WHAT IS EXPECTED:
Please reproduce the full discussion on design and action patterns word for word.

Can there even be an a-priori action pattern when you are thinking up something that hasn't been thought of before? The urge to think up new things, sure, some procedure surrounding it for planning and documentation, sure, but the ways we come up with new things differ as much, and often are as new as, the very things we come up with. So I think the very fuzzy process, if any, of designing/inventing new things could well be an exception.

Saying "designing" is an action pattern by itself doesn't refute this; you could black-box everything and call it an "action pattern" even when there is no pattern to be found, making your hypothesis unfalsifiable and therefore less than useful 8-).

I believe there is much like a puffer fish or a bird design a nest and look like elaborate designs that humans would have hard time replicating. We design electronic boards as a utility for enabling better living standards much like other species cater their nest to ensure a better livelihood (more suitable mate, offspring etc). If you like we just make a design within a design. There is a transference of the design from the raw copulation stage to the more modern that demands a tool . Also note how many of our designs replicate shapes in nature or concepts found in nature even if they are electronic.

Can there even be an a-priori action pattern when you are thinking up something that hasn't been thought of before?

(Items listed in a dataset)

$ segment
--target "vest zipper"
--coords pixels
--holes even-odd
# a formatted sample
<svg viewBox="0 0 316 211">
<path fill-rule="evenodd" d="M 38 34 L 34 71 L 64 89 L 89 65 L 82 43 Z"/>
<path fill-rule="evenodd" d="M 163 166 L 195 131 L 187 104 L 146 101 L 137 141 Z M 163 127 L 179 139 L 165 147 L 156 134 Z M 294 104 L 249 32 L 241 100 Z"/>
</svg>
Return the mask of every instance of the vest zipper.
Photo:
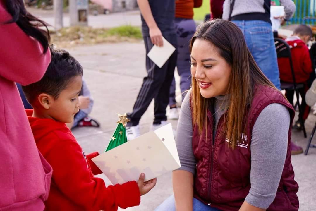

ANSWER TO THIS PROBLEM:
Can there even be an a-priori action pattern when you are thinking up something that hasn't been thought of before? The urge to think up new things, sure, some procedure surrounding it for planning and documentation, sure, but the ways we come up with new things differ as much, and often are as new as, the very things we come up with. So I think the very fuzzy process, if any, of designing/inventing new things could well be an exception.

Saying "designing" is an action pattern by itself doesn't refute this; you could black-box everything and call it an "action pattern" even when there is no pattern to be found, making your hypothesis unfalsifiable and therefore less than useful 8-).

I believe there is much like a puffer fish or a bird design a nest and look like elaborate designs that humans would have hard time replicating. We design electronic boards as a utility for enabling better living standards much like other species cater their nest to ensure a better livelihood (more suitable mate, offspring etc). If you like we just make a design within a design. There is a transference of the design from the raw copulation stage to the more modern that demands a tool . Also note how many of our designs replicate shapes in nature or concepts found in nature even if they are electronic.

Can there even be an a-priori action pattern when you are thinking up something that hasn't been thought of before?